Putin Says Russia May Extend Passport Offer to All Ukrainians

(Bloomberg) -- Russian President Vladimir Putin said he may extend an offer of citizenship to cover all Ukrainians after he sparked controversy by ordering passports be made available to people in areas of the country controlled by pro-Moscow separatists.

Russia’s offer of citizenship is “not only to the people who live” in the rebel-held areas of Ukraine’s eastern Donetsk and Luhansk regions, Putin told reporters in Beijing on Saturday. “We are generally thinking to provide a simplified citizenship procedure to Ukrainian citizens.”

Putin Says Russia May Make Passport Offer to All Ukrainians

Ukraine doesn’t permit dual citizenship and it’s unclear how many people would take up Putin’s offer amid deep divisions between the neighbors. Russia annexed Crimea in 2014 and backed separatists in Ukraine’s east in a war that’s killed 13,000 people in the past five years.

Ukraine called for “increasing diplomatic and sanctions pressure” by the international community after Putin issued his decree on Wednesday ordering the creation of a fast-track procedure for residents in separatist areas to claim passports.

He acted three days after Volodymyr Zelenskiy, a comic and political novice, won a landslide election victory to become Ukraine’s new president. Zelenskiy hit back at Putin’s latest comments with a lengthy Facebook post that urged officials in Moscow “not to waste their time trying to lure Ukrainian citizens with Russian passports.”

‘Corrupt Regimes’

Russian citizenship offered “the right to be arrested for peaceful protest. It’s the right not to have free and competitive elections,” Zelenskiy wrote. “We will provide Ukrainian citizenship to representatives of all peoples who suffer from authoritarian and corrupt regimes. In the first place - to Russians, who today suffer perhaps more than anyone else.”

Russia will start issuing passports on May 3, with separatist officials and military forces receiving them first, the head of the self-declared Donetsk People’s Republic, Denis Pushilin, said in a phone interview. “That’s a long awaited but a rather unexpected step,” he said.

Russia has made similar moves in other breakaway regions in the former Soviet Union and in at least one case used the presence of newly converted citizens as justification for military intervention. The Kremlin order threatens to ratchet up confrontation between Russia and Ukraine, which has repeatedly accused Putin of sending troops and weapons to aid the separatists. He denies Russian forces are involved. The U.S. and the European Union have imposed sanctions on Russia.

Shared Roots

Ukraine and Russia have shared historical and religious roots, though the bonds of kinship have been strained and even severed since the conflict erupted after the 2014 pro-European revolution in Kiev that ousted Kremlin-backed President Viktor Yanukovych. Ukraine’s Orthodox Church split from the previous Russian hierarchy and established its independence last year.

Entries provided
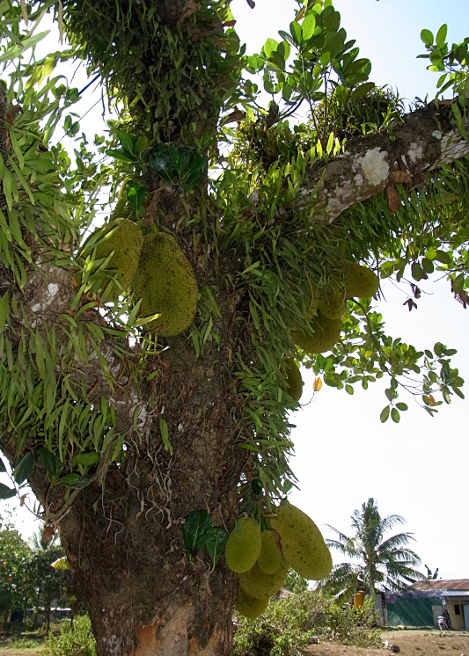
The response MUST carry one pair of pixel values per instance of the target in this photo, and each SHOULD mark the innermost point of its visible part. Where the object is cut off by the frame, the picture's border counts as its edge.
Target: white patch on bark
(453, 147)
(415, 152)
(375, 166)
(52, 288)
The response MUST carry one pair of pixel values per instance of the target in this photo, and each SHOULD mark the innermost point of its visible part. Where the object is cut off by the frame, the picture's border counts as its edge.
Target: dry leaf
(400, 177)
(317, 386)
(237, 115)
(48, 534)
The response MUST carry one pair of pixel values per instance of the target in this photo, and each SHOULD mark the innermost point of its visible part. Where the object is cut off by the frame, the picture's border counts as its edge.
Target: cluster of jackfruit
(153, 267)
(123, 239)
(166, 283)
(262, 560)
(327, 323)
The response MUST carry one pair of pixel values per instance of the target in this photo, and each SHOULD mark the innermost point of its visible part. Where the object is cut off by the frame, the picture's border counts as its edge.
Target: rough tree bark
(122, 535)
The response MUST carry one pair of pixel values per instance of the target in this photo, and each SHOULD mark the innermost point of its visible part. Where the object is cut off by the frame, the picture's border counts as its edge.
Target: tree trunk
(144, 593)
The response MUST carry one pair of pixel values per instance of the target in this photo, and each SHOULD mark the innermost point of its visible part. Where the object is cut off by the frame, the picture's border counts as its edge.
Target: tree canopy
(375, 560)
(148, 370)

Problems
#1 According to the article on Russia's passport offer, why is it uncertain how many Ukrainians would accept Putin's offer? Answer in one to three sentences.
#2 Reproduce all of the entries line for line, omitting the pictures.
The article and the entries come from separate, unrelated sources.

The answers
#1 Ukraine does not permit dual citizenship. There are also deep divisions between the two neighbors.

#2
The response MUST carry one pair of pixel values per instance of the target in this photo, and each SHOULD mark the innermost point of its visible part. Where the object is cut off by the frame, the picture's border counts as its edge.
Target: white patch on bark
(453, 147)
(415, 152)
(375, 166)
(52, 288)
The response MUST carry one pair of pixel values per instance of the target in this photo, and each SHOULD mark the innermost point of its visible part. Where the object is cut off by the frame, the picture's border counts as its edge.
Target: dry leaf
(400, 177)
(317, 386)
(237, 115)
(48, 534)
The response MUST carry one pair of pixel values per instance of the target in this photo, and each SHOULD mark the innermost point of its visible part. Where the object is cut off by the frame, the picture's border counts as its edge.
Target: cluster of jackfruit
(153, 267)
(123, 239)
(166, 283)
(262, 560)
(327, 323)
The response MUST carry one pair of pixel values per instance of the target in this photo, and each SHOULD mark the innermost point of its visible part. Where the object is cut off by the frame, the picture's border counts as its edge.
Target: rough tree bark
(122, 535)
The response MUST carry one pair of pixel values per instance of the target in this photo, and each SHOULD mark the innermost point of its visible part. Where the object is cut off by the frame, the picture's border counts as its edge.
Target: tree trunk
(144, 593)
The response MUST carry one pair of pixel values per instance of the target in this photo, and each SHOULD mark the innermost point of its visible part. Where the object is cut off by the frame, the picture's border counts as its edge.
Target: tree canopy
(375, 560)
(148, 370)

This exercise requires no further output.